→ **WORK INSTRUCTION 1**
Please decide whether each statement agrees with the personal account below, answering yes or no and quoting the words of the account that settle it: (a) After high school, the writer took only part-time jobs. (b) The writer now works four days a week at most. (c) The writer's left hip was taken out to be replaced.
→ **WORK INSTRUCTION 2**
According to the personal account below, why has the writer's body, including the bones, been harmed? Answer in one to three sentences.
→ **WORK INSTRUCTION 3**
Reproduce the part of the personal account below between "When I graduated" and "for lost time.", inclusive.

When I graduated high school I worked only full time jobs, opting for overtime and late hours whenever I was needed.  I always end up in training positions and take great pride in teaching others.  At some points I even worked two jobs.  So much of my life was spent on an imaginary side line I was focused on making up for lost time.

Currently I work four days a week if I'm very lucky.  Long use of harsh medications and therapies from what I refer to as "the dark ages of Rheumatology" have taken a toll on my bones, my stomach, my liver and kidneys and my immune system.  I catch every cold imaginable.  Sometimes I think they seek me out.  24 hour virus don't exist in my world, I know these as trips to the hospital for severe dehydration.  My bones have became so weak that when they took my left hip out to be replaced it literally crumbled into dust in my surgeon's hands.  If I had a dollar for every time I have heard the word infection reference some part of my body, I'd be a millionaire.  Washing dishes, folding clothes, and grocery shopping take a day of prep and usually a long inner pep talk with myself, and are followed by long rest periods.  I cancelled my gym membership when I received an angry memo from my entire body with these kind words, "come on Katie, who are we kidding now?"

I might be exaggerating that last part but in all seriousness I lose so much to this disease I can at least keep my faith, trust, and goals in the right place.  This helps me to remember no matter how sick and tired I am of being sick and tired, there's ALWAYS more work to be done.

→ **DATA UNDER STUDY**

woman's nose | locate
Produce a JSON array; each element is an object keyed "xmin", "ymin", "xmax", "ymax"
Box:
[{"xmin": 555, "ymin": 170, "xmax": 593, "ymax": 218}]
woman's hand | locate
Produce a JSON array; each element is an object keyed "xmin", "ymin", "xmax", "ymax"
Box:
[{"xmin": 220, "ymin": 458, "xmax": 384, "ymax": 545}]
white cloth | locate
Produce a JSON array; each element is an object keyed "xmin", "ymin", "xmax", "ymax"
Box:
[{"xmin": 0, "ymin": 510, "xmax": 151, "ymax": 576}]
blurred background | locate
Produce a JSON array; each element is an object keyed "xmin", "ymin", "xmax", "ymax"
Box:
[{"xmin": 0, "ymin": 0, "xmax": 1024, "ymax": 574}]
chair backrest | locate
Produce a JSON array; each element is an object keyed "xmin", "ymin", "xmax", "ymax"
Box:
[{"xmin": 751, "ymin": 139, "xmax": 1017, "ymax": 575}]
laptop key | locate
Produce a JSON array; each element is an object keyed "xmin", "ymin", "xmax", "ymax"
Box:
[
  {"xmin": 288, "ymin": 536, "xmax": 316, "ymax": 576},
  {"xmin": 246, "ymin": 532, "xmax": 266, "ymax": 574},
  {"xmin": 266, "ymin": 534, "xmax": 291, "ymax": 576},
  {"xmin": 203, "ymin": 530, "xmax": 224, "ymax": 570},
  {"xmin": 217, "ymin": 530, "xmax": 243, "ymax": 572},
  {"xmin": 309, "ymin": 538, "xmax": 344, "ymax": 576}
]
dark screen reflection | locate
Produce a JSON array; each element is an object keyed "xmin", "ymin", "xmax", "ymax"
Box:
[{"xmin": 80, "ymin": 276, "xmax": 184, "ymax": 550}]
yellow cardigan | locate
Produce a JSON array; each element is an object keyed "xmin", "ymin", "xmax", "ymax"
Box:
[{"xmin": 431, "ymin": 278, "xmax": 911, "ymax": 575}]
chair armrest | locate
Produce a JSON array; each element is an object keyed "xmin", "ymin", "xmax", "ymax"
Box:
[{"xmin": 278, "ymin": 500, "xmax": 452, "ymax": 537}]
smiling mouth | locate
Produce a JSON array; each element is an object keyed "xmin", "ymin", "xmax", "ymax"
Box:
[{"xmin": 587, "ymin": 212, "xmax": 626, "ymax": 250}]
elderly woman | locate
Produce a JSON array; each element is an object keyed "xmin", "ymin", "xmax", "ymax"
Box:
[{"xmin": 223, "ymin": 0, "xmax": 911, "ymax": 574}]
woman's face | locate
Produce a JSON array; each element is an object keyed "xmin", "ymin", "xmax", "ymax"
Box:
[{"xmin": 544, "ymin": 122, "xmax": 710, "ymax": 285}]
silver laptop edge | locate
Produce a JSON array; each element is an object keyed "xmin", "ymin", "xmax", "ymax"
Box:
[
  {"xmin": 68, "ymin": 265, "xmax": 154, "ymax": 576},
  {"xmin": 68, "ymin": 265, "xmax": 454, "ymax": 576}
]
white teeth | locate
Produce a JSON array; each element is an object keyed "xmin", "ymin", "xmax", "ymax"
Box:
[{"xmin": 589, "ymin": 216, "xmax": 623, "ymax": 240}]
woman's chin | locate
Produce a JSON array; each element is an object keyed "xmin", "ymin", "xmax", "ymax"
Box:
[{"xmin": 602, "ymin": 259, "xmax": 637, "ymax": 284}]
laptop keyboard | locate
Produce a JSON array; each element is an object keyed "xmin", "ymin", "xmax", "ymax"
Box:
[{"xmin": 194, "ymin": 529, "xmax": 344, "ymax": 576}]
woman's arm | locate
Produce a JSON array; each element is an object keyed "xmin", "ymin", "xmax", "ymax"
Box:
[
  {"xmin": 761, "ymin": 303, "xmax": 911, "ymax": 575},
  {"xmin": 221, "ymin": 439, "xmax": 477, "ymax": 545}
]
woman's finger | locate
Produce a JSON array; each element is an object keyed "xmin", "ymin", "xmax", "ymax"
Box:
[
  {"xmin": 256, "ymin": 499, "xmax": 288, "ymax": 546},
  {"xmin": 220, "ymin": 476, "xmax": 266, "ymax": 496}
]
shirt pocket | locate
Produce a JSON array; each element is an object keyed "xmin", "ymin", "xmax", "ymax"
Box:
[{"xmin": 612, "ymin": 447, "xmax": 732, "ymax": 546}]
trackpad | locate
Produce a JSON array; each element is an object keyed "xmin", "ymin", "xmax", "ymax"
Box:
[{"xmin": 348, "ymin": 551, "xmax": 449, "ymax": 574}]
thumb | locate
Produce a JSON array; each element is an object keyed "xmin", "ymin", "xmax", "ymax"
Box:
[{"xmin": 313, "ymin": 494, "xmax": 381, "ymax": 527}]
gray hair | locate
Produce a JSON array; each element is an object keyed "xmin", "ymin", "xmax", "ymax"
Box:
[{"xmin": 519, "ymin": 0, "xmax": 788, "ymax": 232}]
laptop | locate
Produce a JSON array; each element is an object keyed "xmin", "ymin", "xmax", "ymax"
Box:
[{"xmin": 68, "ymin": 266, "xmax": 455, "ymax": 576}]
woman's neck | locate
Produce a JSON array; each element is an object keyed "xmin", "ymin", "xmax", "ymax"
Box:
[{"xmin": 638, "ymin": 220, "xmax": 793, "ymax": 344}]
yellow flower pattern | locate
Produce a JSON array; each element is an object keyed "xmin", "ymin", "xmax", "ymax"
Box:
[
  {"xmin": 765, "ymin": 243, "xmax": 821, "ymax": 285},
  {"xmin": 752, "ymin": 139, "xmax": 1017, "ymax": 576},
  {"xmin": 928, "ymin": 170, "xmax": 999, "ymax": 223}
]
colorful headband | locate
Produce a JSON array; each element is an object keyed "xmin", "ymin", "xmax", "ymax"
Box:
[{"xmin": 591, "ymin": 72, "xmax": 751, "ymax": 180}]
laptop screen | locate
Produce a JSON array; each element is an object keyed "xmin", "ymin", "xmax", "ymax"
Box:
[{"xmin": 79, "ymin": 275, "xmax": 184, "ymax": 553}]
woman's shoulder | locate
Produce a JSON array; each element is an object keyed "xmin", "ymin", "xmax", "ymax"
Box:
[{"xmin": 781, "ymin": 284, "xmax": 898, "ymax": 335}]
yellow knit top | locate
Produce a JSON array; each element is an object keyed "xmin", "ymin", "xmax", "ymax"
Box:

→ **PROBLEM SOLUTION 1**
(a) No: "When I graduated high school I worked only full time jobs"
(b) Yes: "Currently I work four days a week if I'm very lucky."
(c) Yes: "when they took my left hip out to be replaced"

→ **PROBLEM SOLUTION 2**
Long use of harsh medications and therapies from what the writer calls "the dark ages of Rheumatology" has taken a toll on the writer's bones, stomach, liver, kidneys and immune system.

→ **PROBLEM SOLUTION 3**
When I graduated high school I worked only full time jobs, opting for overtime and late hours whenever I was needed.  I always end up in training positions and take great pride in teaching others.  At some points I even worked two jobs.  So much of my life was spent on an imaginary side line I was focused on making up for lost time.